▸ Exercise requirements
1/ Using the mobile stack text, decide whether each statement agrees with it: (a) cloud service is particularly important for companies that develop their own apps; (b) custom apps can be delivered to employees only through the major vendors' marketplaces; (c) application management services report usage rates. For each, answer yes or no and quote the words of the mobile stack text that settle it.
2/ Pick out every line of the records that contains the string "wall", and copy each one. Case counts.

# Extracted text start

Group 3: Productivity Tools

As we move toward the top of the mobile stack, programs begin to veer away from the strictly functional (acquisition, distribution, and security) and focus more on services designed to improve productivity and competitiveness. These tools enable users to do more with their mobile tools than just call, text, and check email.

• Cloud Service and Storage: This is particularly important for companies that develop their own apps: Cloud service allows company data to be stored and accessed from anywhere there is a mobile service connection or Wi-Fi. In other words, it’s the mobility behind your data. Companies can also opt for ready-made or customizable apps that already use the cloud, such as Dropbox and Salesforce programs.

• Custom App Development: Businesses today are racing to transpose the programs they use every day into mobile applications — allowing employees to truly unlock the potential of mobile computing, and fundamentally re-shape how, where, and when work gets done. Mobile application management tools help companies develop and test those apps, then deliver them to employees through either a privately constructed virtual app store or over the major vendors’ own marketplaces (like Apple iTunes and Google Play).

• Application Management: Customized app management services not only help build, deliver and update these programs, but also provide a glimpse into how users are interacting with them. They provide reporting usage rates, performance analytics and more.

Group 4: Strategy and Optimization

Finally, at the top of the stack we move away from the vital programs that make mobile programs go, and focus on more efficiency and strategy — analyzing and optimizing the entire mobile program to get the most out of it. The key is to utilize business intelligence to adjust those plans to ensure that they fit users’ needs and habits, and to use historical data to plan for changes or growth. Essentially, Phase 4 ensures that employees are deployed with an optimized portfolio of devices, the plans and options that go with them, and the apps that enable them to be productive.

# Extracted text end
# Supplied material start

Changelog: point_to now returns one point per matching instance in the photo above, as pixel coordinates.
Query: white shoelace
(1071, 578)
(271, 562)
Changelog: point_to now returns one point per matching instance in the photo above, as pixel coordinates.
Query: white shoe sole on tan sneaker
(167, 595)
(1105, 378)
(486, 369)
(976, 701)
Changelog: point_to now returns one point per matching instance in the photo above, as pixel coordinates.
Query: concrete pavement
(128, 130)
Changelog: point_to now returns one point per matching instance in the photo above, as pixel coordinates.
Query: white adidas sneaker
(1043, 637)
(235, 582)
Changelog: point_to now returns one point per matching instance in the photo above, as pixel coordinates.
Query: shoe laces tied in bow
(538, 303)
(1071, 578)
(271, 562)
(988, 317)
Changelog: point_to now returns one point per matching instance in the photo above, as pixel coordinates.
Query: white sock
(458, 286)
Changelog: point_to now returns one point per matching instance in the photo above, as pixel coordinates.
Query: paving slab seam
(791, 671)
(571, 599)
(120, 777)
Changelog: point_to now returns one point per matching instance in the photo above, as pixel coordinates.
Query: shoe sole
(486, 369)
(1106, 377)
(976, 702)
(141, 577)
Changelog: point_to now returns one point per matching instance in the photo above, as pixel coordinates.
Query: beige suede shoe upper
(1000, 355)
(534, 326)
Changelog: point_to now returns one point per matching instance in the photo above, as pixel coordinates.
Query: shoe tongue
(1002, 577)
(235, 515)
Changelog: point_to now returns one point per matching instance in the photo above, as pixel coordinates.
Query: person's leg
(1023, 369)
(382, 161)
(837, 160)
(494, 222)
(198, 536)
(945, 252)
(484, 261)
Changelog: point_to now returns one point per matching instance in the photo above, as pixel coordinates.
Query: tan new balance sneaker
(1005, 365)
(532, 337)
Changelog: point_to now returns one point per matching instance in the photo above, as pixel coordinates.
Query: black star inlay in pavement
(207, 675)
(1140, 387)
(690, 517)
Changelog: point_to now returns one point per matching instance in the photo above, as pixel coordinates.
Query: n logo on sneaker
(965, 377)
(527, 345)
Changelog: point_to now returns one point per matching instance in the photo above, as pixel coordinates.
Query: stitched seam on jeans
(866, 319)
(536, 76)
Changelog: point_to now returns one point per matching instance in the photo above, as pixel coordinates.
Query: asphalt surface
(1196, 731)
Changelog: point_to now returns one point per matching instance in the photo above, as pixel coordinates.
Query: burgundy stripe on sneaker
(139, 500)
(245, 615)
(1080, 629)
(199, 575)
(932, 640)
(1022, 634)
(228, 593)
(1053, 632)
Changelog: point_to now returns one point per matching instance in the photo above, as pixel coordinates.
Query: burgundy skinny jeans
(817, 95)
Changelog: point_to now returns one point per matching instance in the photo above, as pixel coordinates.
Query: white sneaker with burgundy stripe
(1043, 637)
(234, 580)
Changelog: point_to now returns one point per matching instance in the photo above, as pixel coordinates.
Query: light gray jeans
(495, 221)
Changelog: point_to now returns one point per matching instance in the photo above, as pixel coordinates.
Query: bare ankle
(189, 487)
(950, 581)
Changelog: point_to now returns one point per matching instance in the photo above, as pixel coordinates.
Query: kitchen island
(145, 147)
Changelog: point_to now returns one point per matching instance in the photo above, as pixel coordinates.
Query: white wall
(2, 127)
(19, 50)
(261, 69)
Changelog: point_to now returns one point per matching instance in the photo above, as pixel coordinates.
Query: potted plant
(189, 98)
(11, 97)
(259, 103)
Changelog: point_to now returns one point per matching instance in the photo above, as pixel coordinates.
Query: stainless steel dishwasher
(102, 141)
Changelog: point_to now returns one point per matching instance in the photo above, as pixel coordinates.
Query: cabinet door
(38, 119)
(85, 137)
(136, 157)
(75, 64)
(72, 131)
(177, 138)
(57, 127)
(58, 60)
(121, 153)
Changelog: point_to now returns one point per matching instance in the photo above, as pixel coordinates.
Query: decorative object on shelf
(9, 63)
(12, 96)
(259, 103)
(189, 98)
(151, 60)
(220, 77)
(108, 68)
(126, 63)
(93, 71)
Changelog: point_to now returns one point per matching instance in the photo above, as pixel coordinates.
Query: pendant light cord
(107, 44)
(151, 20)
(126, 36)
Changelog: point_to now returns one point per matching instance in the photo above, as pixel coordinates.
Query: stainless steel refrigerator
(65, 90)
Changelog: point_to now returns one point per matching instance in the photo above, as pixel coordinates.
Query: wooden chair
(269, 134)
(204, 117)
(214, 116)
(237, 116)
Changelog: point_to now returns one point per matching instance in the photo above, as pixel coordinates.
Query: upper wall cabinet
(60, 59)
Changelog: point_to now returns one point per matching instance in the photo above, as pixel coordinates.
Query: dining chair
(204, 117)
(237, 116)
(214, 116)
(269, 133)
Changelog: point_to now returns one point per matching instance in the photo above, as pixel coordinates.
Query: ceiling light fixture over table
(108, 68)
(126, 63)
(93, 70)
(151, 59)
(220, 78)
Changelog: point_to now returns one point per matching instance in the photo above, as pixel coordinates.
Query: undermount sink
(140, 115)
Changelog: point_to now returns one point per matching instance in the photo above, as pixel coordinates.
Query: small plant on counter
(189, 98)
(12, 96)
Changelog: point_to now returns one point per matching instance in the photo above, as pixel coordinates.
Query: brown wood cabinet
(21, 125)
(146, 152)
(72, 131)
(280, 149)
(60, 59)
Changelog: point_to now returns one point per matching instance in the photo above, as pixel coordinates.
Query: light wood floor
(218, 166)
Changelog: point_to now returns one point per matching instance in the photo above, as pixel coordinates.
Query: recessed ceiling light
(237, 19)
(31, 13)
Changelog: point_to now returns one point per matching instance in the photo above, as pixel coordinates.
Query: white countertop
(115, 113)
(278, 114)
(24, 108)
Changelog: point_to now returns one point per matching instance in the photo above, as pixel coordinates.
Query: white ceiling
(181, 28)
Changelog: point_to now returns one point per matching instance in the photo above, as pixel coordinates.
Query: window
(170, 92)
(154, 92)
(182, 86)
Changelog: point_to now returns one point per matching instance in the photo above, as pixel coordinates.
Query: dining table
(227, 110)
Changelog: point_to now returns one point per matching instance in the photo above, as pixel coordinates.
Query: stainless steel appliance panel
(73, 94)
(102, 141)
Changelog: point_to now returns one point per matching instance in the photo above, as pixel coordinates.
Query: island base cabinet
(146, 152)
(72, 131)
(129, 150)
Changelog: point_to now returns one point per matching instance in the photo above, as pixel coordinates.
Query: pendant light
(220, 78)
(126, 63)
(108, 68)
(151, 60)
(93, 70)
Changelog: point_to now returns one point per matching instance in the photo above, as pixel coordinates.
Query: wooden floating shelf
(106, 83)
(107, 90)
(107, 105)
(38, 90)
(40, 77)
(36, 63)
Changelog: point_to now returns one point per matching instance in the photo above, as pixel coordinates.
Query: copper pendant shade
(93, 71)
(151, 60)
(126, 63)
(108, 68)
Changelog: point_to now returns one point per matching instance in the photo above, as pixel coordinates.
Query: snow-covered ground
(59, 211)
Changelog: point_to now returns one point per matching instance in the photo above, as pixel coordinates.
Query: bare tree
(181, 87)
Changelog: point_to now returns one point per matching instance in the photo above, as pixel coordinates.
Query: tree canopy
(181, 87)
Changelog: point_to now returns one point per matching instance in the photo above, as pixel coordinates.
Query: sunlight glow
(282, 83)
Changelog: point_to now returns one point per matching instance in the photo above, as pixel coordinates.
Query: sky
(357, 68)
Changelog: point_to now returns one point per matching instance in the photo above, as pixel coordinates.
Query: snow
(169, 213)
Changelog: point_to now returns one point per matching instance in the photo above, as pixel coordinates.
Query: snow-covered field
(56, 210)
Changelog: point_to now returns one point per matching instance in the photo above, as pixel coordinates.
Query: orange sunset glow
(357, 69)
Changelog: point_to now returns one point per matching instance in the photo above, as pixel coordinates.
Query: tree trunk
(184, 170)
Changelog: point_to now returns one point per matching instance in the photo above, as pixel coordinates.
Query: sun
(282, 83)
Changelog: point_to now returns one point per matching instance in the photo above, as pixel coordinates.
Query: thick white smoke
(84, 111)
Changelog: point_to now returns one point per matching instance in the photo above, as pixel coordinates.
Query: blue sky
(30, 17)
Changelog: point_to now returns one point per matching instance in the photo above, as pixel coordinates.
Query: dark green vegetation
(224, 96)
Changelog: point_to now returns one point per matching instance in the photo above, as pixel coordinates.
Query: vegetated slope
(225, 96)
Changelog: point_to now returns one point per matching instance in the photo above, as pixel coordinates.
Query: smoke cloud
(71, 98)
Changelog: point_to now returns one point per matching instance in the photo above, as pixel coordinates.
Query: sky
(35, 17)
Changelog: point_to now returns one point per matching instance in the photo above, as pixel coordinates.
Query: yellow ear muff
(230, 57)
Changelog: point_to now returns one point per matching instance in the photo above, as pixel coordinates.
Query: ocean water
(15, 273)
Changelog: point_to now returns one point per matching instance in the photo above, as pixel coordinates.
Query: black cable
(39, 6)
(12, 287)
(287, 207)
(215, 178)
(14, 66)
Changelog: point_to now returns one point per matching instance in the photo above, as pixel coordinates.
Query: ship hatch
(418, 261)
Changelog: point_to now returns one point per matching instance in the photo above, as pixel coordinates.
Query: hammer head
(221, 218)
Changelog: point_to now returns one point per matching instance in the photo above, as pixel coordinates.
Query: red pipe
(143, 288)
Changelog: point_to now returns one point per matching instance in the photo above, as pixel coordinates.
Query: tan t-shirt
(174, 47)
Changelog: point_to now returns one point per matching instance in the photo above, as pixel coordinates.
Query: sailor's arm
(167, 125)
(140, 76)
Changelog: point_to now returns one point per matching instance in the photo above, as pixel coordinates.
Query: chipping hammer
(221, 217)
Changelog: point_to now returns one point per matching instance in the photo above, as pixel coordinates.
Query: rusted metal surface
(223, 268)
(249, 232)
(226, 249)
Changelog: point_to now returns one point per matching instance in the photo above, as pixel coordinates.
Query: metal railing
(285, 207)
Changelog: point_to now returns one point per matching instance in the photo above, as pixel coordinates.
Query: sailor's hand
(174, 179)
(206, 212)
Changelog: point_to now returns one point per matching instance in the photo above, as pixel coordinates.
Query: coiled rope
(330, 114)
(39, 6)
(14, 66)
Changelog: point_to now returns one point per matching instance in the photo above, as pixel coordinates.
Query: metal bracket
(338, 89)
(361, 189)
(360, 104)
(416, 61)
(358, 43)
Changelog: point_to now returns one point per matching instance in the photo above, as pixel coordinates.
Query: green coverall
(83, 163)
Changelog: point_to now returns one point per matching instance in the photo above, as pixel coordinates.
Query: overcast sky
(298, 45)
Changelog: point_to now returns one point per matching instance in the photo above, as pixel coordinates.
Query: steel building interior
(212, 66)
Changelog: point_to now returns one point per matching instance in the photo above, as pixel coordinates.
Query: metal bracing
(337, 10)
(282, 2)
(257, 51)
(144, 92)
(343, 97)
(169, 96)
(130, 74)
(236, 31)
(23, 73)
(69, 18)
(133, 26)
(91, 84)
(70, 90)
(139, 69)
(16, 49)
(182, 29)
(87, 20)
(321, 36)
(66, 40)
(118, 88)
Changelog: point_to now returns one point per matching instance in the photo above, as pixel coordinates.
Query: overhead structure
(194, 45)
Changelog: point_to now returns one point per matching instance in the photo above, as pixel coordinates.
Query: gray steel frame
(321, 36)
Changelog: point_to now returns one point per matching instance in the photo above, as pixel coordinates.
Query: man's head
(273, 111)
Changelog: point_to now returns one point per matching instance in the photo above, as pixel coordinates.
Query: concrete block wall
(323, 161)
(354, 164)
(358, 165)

# Supplied material end

▸ Results of the exercise
1/
(a) Yes: "This is particularly important for companies that develop their own apps"
(b) No: "through either a privately constructed virtual app store or over the major vendors’ own marketplaces"
(c) Yes: "They provide reporting usage rates, performance analytics and more."

2/
Query: white wall
Query: upper wall cabinet
Query: concrete block wall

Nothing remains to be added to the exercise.